SELECTED EXTRACT ::
--- Begin ---
From this we can see that the class weight adjustments improved the ROC AUC of our LogReg model, but the F1 Score decreased.

Weighted models catch more of the minority class instances (higher recall) but generate more false alarms (lower precision). This effect increases with the weighting - custom recall > balanced, etc.

Let's look at the ROC curves...

In [None]:
# Visualize ROC curves for all models
plt.figure(figsize=(7, 5))

# Function to plot ROC curve
def plot_roc_curve(y_true, y_prob, model_name, color):
   fpr, tpr, _ = roc_curve(y_true, y_prob)
   roc_auc = roc_auc_score(y_true, y_prob)
   plt.plot(fpr, tpr, color=color, lw=2, label=f'{model_name} (AUC = {roc_auc:.3f})')

# Plot curves for each model
plot_roc_curve(y_test, logreg.predict_proba(X_test)[:, 1], 'Baseline LogReg', 'blue')
plot_roc_curve(y_test, logreg_balanced_prob, 'Balanced LogReg', 'green')
plot_roc_curve(y_test, logreg_custom_prob, 'Custom LogReg', 'red')
plot_roc_curve(y_test, knn.predict_proba(X_test)[:, 1], 'Baseline KNN', 'purple')

# Add diagonal line (random classifier)
plt.plot([0, 1], [0, 1], color='gray', linestyle='--', label='Random')

plt.xlim([0.0, 1.0])
plt.ylim([0.0, 1.05])
plt.xlabel('False Positive Rate')
plt.ylabel('True Positive Rate')
plt.title('ROC Curves - Class Weight Adjustment Comparison')
plt.legend(loc='lower right')
plt.grid(True, alpha=0.3)
plt.show()

Doesn't seem like much of a difference. What does a 0.0037 increase in ROC AUC (balanced - baseline) equate to in dollars? The following code calculates the associated costs and benefits for the 3000 observations in the test data.

In [None]:
# Estimate the financial benefit of the Balanced LogReg model over Baseline LogReg

# Get predictions from both models
baseline_pred = logreg.predict(X_test)
baseline_prob = logreg.predict_proba(X_test)[:, 1]
balanced_pred = logreg_balanced.predict(X_test)
balanced_prob = logreg_balanced.predict_proba(X_test)[:, 1]

# Get transaction amounts from test set
test_amounts = X_test['transaction_amount'].values

# Define a function to calculate financial impact
def calculate_financial_impact(y_true, y_pred, transaction_amounts):
    """
    Calculate financial impact of model predictions
    
    Parameters:
    - y_true: True labels (0 = legitimate, 1 = fraud)
    - y_pred: Predicted labels
    - transaction_amounts: Transaction amounts in dollars
    
    Returns:
    - Dictionary with financial metrics
    """
    # Convert to numpy arrays
    y_true = np.array(y_true)
    y_pred = np.array(y_pred)
--- End ---
DATA PROVIDED ::
--- Begin ---
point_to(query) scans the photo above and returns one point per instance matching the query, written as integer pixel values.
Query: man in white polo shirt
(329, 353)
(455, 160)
--- End ---
LIST OF TASKS ::
**a)** Rewrite the paragraph in the class weight excerpt that begins "Weighted models catch more" as a brief bulleted list that keeps its main facts.
**b)** Carry the class weight excerpt forward from its final line.

ANSWERS ::
**a)**
- Weighted models catch more minority class instances, so recall is higher.
- They also generate more false alarms, so precision is lower.
- The effect increases with the weighting and is stronger for custom recall than for balanced.

**b)**
    transaction_amounts = np.array(transaction_amounts)
    
    # Identify different prediction types
    true_positives = (y_true == 1) & (y_pred == 1)  # Correctly identified fraud
    false_negatives = (y_true == 1) & (y_pred == 0)  # Missed fraud
    false_positives = (y_true == 0) & (y_pred == 1)  # False alarms
    
    # Calculate financial impact
    saved_amount = np.sum(transaction_amounts[true_positives])  # Money saved by catching fraud
    lost_amount = np.sum(transaction_amounts[false_negatives])  # Money lost by missing fraud
    investigation_cost = np.sum(false_positives) * 20  # Cost of investigating false alarms ($20 per case)
    
    # Net financial impact
    net_impact = saved_amount - investigation_cost
    
    return {
        'Saved Amount': saved_amount,
        'Lost Amount': lost_amount,
        'Investigation Cost': investigation_cost,
        'Net Financial Impact': net_impact,
        'Total Fraud Amount': saved_amount + lost_amount,
        'Caught Fraud Percentage': saved_amount / (saved_amount + lost_amount) * 100 if (saved_amount + lost_amount) > 0 else 0
    }

# Calculate financial impact for both models
baseline_impact = calculate_financial_impact(y_test, baseline_pred, test_amounts)
balanced_impact = calculate_financial_impact(y_test, balanced_pred, test_amounts)

# Display results
print("=== Financial Impact Analysis ===")
print("\nBaseline LogReg Model:")
for metric, value in baseline_impact.items():
    if 'Percentage' in metric:
        print(f"{metric}: {value:.2f}%")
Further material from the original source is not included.